> [YOUR TASK]: Reproduce word for word the lines below, starting at the line containing "the weir, pixel" and continuing through the last line.
** START OF EXERCISE MATERIALS **
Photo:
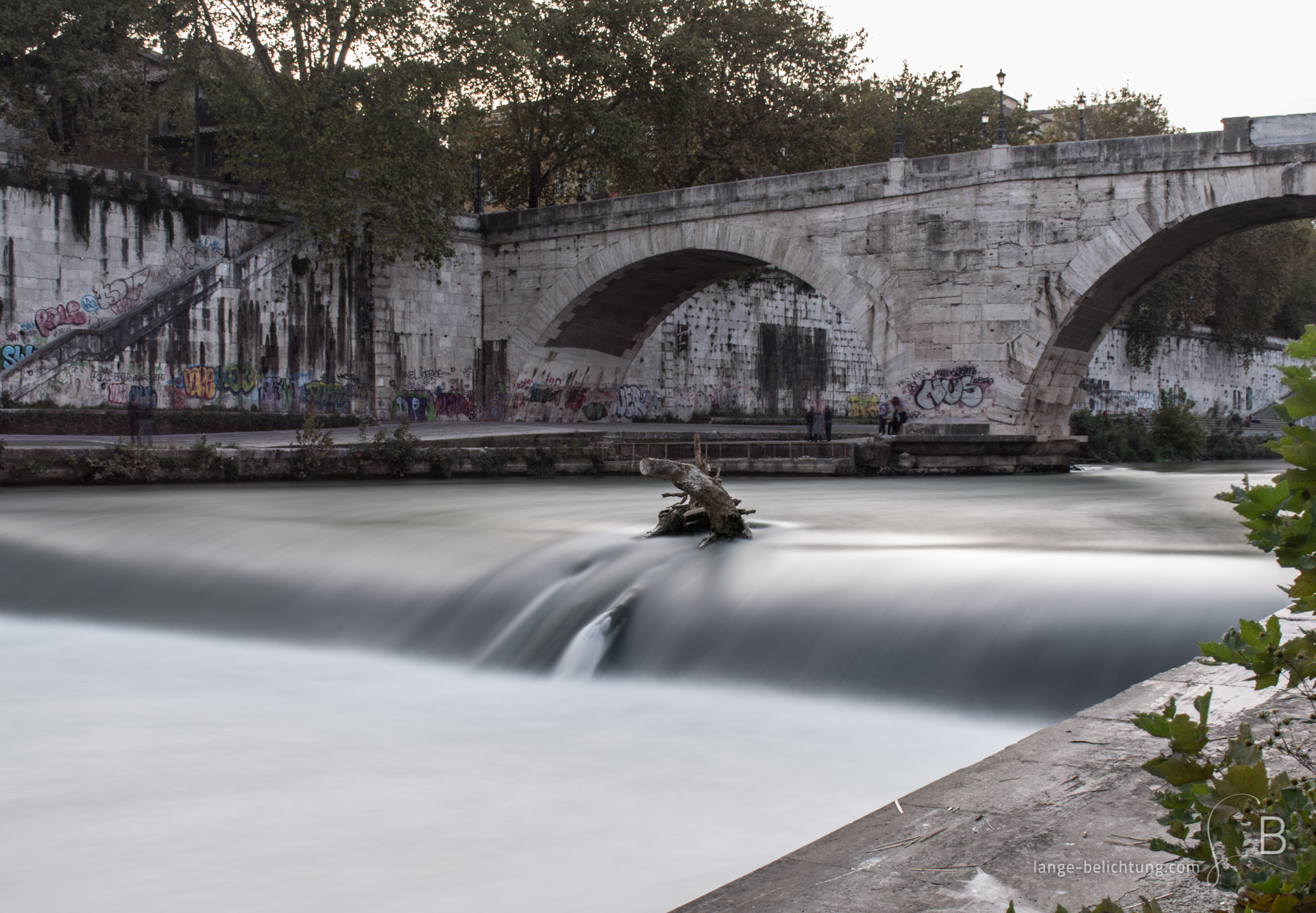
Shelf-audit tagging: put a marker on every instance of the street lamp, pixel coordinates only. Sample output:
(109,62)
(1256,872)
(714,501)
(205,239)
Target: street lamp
(224,195)
(899,150)
(1001,124)
(477,194)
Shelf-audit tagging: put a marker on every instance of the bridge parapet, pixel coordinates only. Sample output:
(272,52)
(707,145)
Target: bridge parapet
(999,269)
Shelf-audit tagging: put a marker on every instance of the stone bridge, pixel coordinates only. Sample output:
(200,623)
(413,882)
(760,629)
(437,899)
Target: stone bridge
(984,280)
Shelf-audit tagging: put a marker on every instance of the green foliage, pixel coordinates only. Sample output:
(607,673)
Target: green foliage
(1175,433)
(640,95)
(1226,439)
(938,116)
(1110,114)
(1107,907)
(1245,286)
(341,114)
(313,448)
(398,452)
(191,215)
(1115,439)
(151,210)
(127,462)
(74,78)
(1219,801)
(80,208)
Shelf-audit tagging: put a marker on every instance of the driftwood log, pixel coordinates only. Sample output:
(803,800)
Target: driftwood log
(703,503)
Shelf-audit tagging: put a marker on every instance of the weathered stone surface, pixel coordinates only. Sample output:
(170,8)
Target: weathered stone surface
(1070,798)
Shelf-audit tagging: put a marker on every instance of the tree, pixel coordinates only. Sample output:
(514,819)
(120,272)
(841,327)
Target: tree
(938,116)
(642,95)
(1110,114)
(1245,286)
(746,88)
(336,110)
(555,81)
(75,77)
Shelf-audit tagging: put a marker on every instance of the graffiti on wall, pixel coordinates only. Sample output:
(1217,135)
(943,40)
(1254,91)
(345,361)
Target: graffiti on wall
(236,378)
(864,406)
(633,402)
(947,387)
(64,315)
(553,398)
(199,382)
(11,356)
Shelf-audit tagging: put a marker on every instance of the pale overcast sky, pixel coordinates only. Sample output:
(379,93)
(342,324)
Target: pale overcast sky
(1207,60)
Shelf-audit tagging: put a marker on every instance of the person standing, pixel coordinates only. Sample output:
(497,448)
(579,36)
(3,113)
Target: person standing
(898,415)
(147,420)
(134,415)
(885,417)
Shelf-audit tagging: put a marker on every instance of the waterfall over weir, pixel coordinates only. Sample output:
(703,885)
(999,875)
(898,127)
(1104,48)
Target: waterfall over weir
(498,696)
(866,609)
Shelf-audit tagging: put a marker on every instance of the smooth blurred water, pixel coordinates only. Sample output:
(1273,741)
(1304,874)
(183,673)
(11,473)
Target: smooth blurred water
(382,728)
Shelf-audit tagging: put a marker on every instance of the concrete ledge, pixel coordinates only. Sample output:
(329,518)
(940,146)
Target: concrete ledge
(1069,795)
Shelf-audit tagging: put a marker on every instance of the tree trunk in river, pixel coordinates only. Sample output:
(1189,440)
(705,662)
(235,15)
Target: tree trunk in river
(703,505)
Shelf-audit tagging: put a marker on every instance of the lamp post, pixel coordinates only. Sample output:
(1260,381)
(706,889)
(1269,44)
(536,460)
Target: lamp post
(1001,124)
(224,195)
(477,194)
(899,150)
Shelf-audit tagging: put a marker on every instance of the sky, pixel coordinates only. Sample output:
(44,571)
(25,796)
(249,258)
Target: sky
(1207,60)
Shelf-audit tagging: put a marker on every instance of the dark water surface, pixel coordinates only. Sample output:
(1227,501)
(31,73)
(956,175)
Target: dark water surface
(419,701)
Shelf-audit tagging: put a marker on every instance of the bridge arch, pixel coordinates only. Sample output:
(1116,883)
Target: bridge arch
(594,320)
(1108,273)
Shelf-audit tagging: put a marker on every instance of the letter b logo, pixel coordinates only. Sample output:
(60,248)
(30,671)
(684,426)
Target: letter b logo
(1271,836)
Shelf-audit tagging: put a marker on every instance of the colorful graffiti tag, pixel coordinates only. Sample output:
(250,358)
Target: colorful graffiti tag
(11,356)
(62,315)
(632,402)
(236,378)
(864,406)
(199,382)
(960,387)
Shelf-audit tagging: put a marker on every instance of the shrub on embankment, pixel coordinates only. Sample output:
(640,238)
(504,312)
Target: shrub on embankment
(167,422)
(1243,808)
(1169,433)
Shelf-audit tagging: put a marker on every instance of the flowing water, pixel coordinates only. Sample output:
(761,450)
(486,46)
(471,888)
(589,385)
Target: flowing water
(496,696)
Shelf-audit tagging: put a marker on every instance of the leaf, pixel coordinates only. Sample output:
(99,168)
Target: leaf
(1244,750)
(1178,770)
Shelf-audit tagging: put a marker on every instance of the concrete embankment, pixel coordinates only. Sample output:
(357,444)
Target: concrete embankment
(736,452)
(1060,817)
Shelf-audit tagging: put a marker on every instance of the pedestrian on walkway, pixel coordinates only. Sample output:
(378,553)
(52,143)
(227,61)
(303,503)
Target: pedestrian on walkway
(134,415)
(885,413)
(147,420)
(898,415)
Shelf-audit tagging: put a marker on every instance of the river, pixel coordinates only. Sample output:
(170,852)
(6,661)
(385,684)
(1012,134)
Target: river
(412,698)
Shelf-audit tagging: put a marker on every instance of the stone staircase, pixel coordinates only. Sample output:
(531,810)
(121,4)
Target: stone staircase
(106,341)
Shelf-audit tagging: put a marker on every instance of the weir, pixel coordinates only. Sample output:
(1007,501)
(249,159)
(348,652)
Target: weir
(905,629)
** END OF EXERCISE MATERIALS **
> [FINISHED EXERCISE]:
Shelf-audit tagging: put a marker on every instance of the weir, pixel coordinates only. Sample output:
(1007,501)
(249,159)
(348,652)
Target: weir
(905,629)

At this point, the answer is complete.